5
votes

In my application, I want to enrich an infinite stream of events. The stream itself is parallelised by hashing of an Id. For every event, there might be a call to an external source (e.g. REST, DB). This call is blocking by nature. The order of events within one stream partition must be maintained.

My idea was to create a RichMapFunction, which sets up the connection and then polls the external source for each event. The blocking call usually takes not to long, but in the worst case, the service could be down.

Theoretically, this works, but I don't feel good doing it this way, as I don't know how Flink reacts if you have some blocking operations within the stream. And what happens if you have a lot of parallel streams blocking, i.e. am I running out of threads? Or how is the behavior stream-upwards at the point where the stream is parallelised?

Does someone else may have a similar issue and an answer to my question or some ideas how to tackle it?

1
You will not run out-of-threads. If you rests blocks, the operator is not able to make progress, Thus, back pressure will apply finally slowing down your source operators. - Matthias J. Sax
Thanks for the answer. My concern was more about if its the right approach to do such an data enrichment. - peterschrott
Hard to answer. I would assume that you pay a throughput penalty and Flink was never designed for such a use case -- Flink allows for high throughput because it decouple processing as much as possible what is contradicted if you block. But I doubt that you will "break" the system by it. - Matthias J. Sax

1 Answers

5
votes

RichMapFunction is a good starting point but prefer RichAsyncFunctionwhich is asynchronous and which not block your processing !

Careful :
1- your DB access but also be asynchronous
2- your event order may change (according to the mode used)

More details : https://ci.apache.org/projects/flink/flink-docs-release-1.2/dev/stream/asyncio.html

Hope it helps

───

:: THINGS TO DO ::
[1] Return the section of the Flink thread above word for word, starting with "RichMapFunction is a" and going on through "the mode used)".
[2] Answer these questions from the Flink thread above:
(a) How is the stream of events parallelised?
(b) Which function does the answer say to prefer over RichMapFunction?
(c) According to the first comment, what will finally slow down the source operators if the blocking call stops the operator from making progress?

───

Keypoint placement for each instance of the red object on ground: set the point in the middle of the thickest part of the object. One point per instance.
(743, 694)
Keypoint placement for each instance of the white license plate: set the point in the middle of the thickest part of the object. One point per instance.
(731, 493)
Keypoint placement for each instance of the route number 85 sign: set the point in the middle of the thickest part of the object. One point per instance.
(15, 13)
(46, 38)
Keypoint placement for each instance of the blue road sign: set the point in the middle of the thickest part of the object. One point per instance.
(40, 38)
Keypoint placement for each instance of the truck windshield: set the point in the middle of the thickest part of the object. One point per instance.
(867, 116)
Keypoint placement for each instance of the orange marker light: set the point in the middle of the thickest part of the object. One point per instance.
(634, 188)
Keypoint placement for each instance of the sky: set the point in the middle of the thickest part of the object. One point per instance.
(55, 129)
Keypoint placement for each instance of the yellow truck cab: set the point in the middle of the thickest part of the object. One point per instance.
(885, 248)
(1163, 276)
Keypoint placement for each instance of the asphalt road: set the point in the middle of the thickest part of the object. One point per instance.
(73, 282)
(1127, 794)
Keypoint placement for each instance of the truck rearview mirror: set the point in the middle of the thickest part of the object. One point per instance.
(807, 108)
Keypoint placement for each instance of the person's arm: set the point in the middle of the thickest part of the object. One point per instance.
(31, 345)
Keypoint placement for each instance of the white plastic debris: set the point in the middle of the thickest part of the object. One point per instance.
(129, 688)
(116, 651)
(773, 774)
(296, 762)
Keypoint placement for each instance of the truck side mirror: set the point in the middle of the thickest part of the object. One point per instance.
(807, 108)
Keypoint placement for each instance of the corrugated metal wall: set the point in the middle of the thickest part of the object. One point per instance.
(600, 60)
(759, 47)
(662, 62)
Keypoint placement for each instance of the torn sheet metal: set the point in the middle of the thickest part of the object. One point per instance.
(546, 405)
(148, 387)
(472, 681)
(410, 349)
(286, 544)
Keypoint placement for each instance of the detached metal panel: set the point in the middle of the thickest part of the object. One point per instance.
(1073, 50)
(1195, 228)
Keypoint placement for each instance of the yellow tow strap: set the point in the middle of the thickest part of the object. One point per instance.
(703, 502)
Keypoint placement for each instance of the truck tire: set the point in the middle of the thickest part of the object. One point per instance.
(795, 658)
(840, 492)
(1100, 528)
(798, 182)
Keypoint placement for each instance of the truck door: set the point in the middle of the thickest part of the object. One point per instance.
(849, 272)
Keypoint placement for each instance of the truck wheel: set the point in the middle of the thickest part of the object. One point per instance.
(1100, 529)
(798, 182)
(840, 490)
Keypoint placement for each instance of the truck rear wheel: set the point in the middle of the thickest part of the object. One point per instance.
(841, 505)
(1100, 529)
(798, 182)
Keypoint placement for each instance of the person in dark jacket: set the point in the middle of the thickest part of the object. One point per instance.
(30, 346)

───

:: OUTPUTS IN ORDER ::
[1]
RichMapFunction is a good starting point but prefer RichAsyncFunctionwhich is asynchronous and which not block your processing !

Careful :
1- your DB access but also be asynchronous
2- your event order may change (according to the mode used)

[2]
(a) By hashing of an Id.
(b) RichAsyncFunction.
(c) Back pressure.